### Records for processing

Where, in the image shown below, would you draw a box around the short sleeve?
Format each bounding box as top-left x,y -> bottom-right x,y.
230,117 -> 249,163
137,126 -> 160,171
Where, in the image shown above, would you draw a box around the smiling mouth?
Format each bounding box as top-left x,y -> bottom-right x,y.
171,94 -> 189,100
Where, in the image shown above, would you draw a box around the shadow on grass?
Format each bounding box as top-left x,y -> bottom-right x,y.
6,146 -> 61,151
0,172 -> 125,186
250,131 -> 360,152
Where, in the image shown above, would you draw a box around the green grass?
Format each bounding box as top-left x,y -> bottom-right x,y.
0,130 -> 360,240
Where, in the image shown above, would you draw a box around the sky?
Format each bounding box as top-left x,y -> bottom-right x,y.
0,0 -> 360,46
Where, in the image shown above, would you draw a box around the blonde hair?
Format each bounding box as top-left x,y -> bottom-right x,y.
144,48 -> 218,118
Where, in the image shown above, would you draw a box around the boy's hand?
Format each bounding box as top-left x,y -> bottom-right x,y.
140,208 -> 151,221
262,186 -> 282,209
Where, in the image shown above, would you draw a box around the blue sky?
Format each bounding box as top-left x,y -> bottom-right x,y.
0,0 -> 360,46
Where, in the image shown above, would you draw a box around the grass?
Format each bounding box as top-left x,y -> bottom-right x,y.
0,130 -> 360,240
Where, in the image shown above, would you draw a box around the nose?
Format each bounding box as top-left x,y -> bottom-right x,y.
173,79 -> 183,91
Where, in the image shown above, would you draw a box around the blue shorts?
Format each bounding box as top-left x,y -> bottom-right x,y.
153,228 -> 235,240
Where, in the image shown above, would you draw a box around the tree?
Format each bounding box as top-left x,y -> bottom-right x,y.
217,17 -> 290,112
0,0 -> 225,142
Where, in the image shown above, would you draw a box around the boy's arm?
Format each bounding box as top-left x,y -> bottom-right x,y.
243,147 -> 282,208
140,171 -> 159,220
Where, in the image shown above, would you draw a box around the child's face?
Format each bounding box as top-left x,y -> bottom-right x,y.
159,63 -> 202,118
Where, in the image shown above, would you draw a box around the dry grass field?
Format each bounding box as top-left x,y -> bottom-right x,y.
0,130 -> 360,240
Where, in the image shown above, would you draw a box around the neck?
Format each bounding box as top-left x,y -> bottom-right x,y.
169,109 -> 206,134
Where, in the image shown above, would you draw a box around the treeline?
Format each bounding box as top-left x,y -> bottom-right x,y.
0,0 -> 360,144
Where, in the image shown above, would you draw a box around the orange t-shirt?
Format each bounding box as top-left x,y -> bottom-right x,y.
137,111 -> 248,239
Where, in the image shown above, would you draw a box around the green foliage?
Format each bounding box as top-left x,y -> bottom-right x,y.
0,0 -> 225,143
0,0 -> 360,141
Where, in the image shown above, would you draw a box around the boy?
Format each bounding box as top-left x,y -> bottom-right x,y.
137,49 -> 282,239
==
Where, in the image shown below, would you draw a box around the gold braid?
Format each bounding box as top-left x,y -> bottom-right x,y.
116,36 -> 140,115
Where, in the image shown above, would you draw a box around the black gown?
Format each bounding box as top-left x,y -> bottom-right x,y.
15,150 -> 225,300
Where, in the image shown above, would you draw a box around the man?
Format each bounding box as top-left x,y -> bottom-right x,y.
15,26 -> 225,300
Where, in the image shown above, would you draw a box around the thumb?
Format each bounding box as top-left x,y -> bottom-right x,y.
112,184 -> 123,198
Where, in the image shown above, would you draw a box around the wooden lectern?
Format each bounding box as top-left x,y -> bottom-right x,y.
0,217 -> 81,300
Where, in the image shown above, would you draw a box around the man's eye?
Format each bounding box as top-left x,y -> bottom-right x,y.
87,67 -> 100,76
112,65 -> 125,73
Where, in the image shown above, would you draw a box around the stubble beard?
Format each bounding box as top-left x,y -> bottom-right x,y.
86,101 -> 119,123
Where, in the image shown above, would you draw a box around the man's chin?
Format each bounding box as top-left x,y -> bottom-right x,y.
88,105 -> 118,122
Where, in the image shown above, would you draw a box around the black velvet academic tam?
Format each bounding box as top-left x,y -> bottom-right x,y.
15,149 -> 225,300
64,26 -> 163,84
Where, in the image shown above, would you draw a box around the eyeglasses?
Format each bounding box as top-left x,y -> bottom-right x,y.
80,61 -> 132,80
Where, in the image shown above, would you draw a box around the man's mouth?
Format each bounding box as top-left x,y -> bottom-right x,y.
--
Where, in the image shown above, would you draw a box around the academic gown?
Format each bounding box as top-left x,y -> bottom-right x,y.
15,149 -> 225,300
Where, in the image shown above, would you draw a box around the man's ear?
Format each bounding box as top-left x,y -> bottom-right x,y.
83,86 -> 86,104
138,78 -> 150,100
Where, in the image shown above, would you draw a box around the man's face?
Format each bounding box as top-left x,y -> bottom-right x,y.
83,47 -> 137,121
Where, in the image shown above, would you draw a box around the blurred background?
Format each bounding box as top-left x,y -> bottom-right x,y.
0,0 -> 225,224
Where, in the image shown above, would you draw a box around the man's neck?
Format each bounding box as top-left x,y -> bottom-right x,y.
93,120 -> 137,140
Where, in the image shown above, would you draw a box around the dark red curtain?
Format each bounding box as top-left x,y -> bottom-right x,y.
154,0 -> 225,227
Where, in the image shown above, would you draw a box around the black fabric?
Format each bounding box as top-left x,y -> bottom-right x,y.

### What the task asks
Rewrite the material from the line with "the blue shorts?" up to and including the line with "169,109 -> 206,134", swapping "boy's arm" for "child's arm" and leaving everything else as it is.

### Result
Where, in the image shown above, would you draw a box around the blue shorts?
Format each bounding box as top-left x,y -> bottom-right x,y.
153,228 -> 235,240
Where, in the image shown above, would you draw a box around the tree?
Format each bounding box as top-left x,y -> bottom-right x,y.
217,17 -> 290,112
0,0 -> 225,142
Where, in the image shown above, would you draw a box around the child's arm?
Format each bounding box as top-left x,y -> bottom-right x,y.
243,147 -> 282,208
140,171 -> 159,220
Where, in the image shown above, would you draw a box around the child's face?
Format each bounding box as top-left x,y -> bottom-right x,y.
159,63 -> 202,118
Where, in the image shown above, would you draw a box around the dry grass field?
Format each bounding box as top-left x,y -> bottom-right x,y.
0,130 -> 360,240
Where, in the image shown above, would you draw a box around the neck?
Format each bounding box as top-left x,y -> bottom-right x,y.
169,109 -> 206,134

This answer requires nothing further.